EXCERPTED RECORDS ::
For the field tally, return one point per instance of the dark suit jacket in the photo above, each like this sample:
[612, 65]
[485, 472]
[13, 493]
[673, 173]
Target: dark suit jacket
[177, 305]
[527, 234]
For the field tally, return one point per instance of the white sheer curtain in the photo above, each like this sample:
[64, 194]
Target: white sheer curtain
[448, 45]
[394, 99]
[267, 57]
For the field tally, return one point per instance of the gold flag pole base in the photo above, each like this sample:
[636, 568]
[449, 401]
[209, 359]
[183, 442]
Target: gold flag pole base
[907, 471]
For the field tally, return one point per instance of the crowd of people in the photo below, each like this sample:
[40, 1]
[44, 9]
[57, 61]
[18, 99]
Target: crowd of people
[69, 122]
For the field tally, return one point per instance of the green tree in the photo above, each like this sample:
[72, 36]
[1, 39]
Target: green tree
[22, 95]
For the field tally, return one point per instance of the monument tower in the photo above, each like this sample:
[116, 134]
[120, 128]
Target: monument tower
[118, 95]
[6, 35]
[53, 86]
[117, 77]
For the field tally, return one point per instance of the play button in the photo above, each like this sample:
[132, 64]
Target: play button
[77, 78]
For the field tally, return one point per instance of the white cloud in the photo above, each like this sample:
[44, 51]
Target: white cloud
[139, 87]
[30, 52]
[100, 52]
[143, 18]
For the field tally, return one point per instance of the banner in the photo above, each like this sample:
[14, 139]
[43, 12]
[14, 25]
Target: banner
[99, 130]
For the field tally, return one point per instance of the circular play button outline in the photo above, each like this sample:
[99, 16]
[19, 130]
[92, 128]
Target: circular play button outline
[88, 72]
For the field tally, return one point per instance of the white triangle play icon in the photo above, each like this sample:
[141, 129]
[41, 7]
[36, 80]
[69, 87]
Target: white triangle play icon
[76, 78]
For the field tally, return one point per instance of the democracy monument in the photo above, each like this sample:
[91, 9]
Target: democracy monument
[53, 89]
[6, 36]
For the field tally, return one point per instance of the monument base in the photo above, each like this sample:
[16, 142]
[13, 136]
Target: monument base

WHAT THE TASK REQUIRES ::
Say how many lines in the entries contain the string "above", and say nothing else.

EXPECTED ANSWER ::
12